SELECTED PASSAGE =
====

American lawyer and military officer

Henry Clay Lester (November 1830 — April 5, 1902) was an American lawyer, linguist, civil engineer, and American Civil War veteran. During the Civil War Lester served in the 1st Minnesota Infantry Regiment before being promoted to the rank of Colonel and commanding the 3rd Minnesota Infantry Regiment. Lester is infamously known in Minnesota history for his surrender to Nathan Bedford Forrest at the First Battle of Murfreesboro on July 13, 1862 which caused widespread dissent amongst the regiment.

== Early life ==
Henry Clay Lester was born in November 1830 in Fredonia, New York. Starting in 1846 Lester studied at Hamilton College where he studied law and was the president of the Phi Beta Kappa society, and was a member of the Psi Upsilon fraternity, he graduated from Hamilton College in 1850. Shortly after graduating Lester moved to Winona, Minnesota in Minnesota Territory in 1857 where he worked as a lawyer. While in Winona Lester served as the court clerk of the District Court of Minnesota for Minnesota's 3rd Judicial District.

== American Civil War ==
At the outbreak of the American Civil War Lester volunteered for service in the Union Army on April 30, 1861 and was mustered into Company K, nicknamed the "Winona Volunteers" of the 1st Minnesota Infantry Regiment. Lester was elected as the Captain of Company K and would serve with the 1st Minnesota during the regiment's first several engagements, notably the First Battle of Bull Run on July 21, 1861 and the Battle of Ball's Bluff on October 21, 1861. On November 15, 1861 Lester was promoted to the rank of Colonel and appointed to command of the newly mustered 3rd Minnesota Infantry Regiment. While serving in the 1st Minnesota William Lochren, Lester's First Lieutenant, described Lester as "efficient and very highly regarded".

According to the Minnesota Historical Society Lester was given a presentation sword made by Tiffany & Co. from the soldiers of the regiment on April 14, 1862 "in token of their high regard and confidence". From May 8 to July 11, 1862 Lester commanded the Twenty-Third brigade which had been sent to Pikeville, Tennessee in the Sequatchie Valley before being relieved by Colonel William Ward Duffield of the 9th Michigan Infantry Regiment.

====

EXCERPTED RECORDS =
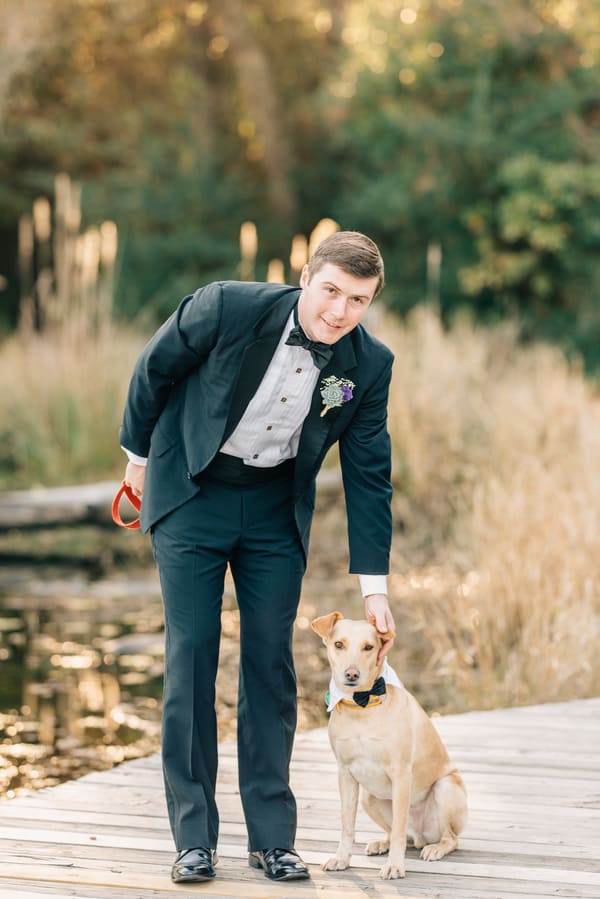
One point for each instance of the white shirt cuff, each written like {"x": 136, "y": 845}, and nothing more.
{"x": 137, "y": 460}
{"x": 373, "y": 583}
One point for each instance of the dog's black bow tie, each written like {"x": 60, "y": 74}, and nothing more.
{"x": 321, "y": 352}
{"x": 361, "y": 697}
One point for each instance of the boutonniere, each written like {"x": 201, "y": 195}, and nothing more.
{"x": 335, "y": 392}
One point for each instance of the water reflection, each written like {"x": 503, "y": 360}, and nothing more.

====

EXERCISE AIM = Carry the Henry Clay Lester biography forward from its last sentence. The listing was taken from a different source.

OUTPUT OF THE EXERCISE =
=== Surrender at Murfreesboro ===

Only July 13, 1862 Nathan Bedford Forrest attacked and captured much of the Union garrison at Murfreesboro, Tennessee under the command of Thomas Turpin Crittenden who were garrisoned at Murfreesboro in order to guard and patrol the Nashville and Chattanooga Railroad. Elements of Crittenden's command who were captured included the 9th Michigan Infantry Regiment, the 7th Pennsylvania Cavalry Regiment, the 4th Kentucky Cavalry Regiment, the 3rd Minnesota Infantry Regiment along with Captain John M. Hewitt's Battery "B" Kentucky Light Artillery however were the only Union units which remained uncaptured. Forrest attempted to attack the 3rd Minnesota's camp which was guarded by teamsters, cooks, and sick or wounded men under the command of Corporal Charles H. Green. Corporal Green the defenders held their own against three separate charges before Green was finally wounded and his command surrendered. Green would later die of his wounds later that day. Green's display of stubbornness and resilience against Forrest's troops displays how the rest of the men of the 3rd Minnesota likely would have fought during the altercation, however, this was not so.

Forrest eventually sent an envoy, the Adjutant to the 9th Michigan Lieutenant Henry M. Duffield, who stated that Forrest's command outnumbered Lester and the 3rd Minnesota and that Forrest would only accept an unconditional surrender of Lester and his troops, however, this was a form of ruse de guerre or deception to get Lester to capitulate. Lester was convinced his force was surrounded, however, Lester's fellow officers and enlisted men were not convinced of Forrest's bluff. Lester spoke with Duffield before calling a meeting between his officers in order to put it to a vote. The majority of officers chose not to surrender instead voting to fight, however, Lester was not convinced. Lester held a second vote after some officers left when the majority who stayed voted to surrender. Among those who voted to fight were Chauncey Wright Griggs and Christopher Columbus Andrews who would both go on to become Colonels of the regiment. Around 4:00pm Lester surrendered the regiment along with, much to the dismay and disapproval of many of the NCO's and enlisted men of the 3rd Minnesota.

=== Dismissal from the military ===
Due to his surrender and the widespread disapproval of his men and officers Lester was dismissed from his command on December 1, 1862. Lester was replaced by the regiment's Major, Chauncey Griggs, who opposed Lester's decision to surrender at Murfreesboro. The regiment was eventually paroled and returned to Minnesota where it would take part in the Dakota War of 1862 at the Battle of Wood Lake.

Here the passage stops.